§ YOUR GOAL
Give each line of the records again exactly and omit every picture.

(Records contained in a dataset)
- Opening Delimiter -

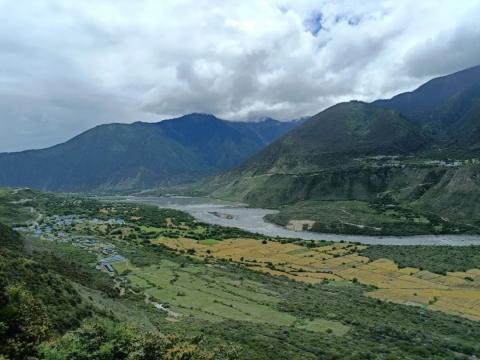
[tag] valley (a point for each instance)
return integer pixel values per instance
(160, 270)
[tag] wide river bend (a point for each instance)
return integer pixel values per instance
(252, 219)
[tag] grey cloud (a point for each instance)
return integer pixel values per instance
(67, 66)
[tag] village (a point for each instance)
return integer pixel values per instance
(62, 229)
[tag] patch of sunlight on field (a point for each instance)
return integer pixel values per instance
(456, 293)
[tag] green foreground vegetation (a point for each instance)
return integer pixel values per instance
(162, 304)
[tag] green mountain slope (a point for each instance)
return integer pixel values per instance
(416, 153)
(421, 104)
(139, 155)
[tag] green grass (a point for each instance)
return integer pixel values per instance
(437, 259)
(208, 242)
(358, 217)
(322, 325)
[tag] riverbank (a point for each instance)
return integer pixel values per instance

- Closing Delimiter -

§ SOLUTION
[tag] valley (a point for each instance)
return integer pixel values per instance
(160, 270)
[tag] wide river bend (a point for each instance)
return integer pixel values per instance
(252, 219)
[tag] grey cloud (a point for each instance)
return integer pixel values per instance
(67, 66)
[tag] village (a point for each instance)
return integer pixel values per instance
(62, 229)
[tag] patch of sunlight on field (a point for each instance)
return integer pixel values per instance
(456, 293)
[tag] green foreground vegetation (a point for each instance)
return integer pixel values per instance
(162, 304)
[tag] green mountain slope (a point for each instance)
return integer pixel values per instance
(416, 153)
(421, 104)
(139, 155)
[tag] green grass (a point for each instance)
return integer pixel values per instance
(437, 259)
(208, 242)
(358, 217)
(322, 325)
[tag] riverbank (a point for each instance)
return integer pixel values per instance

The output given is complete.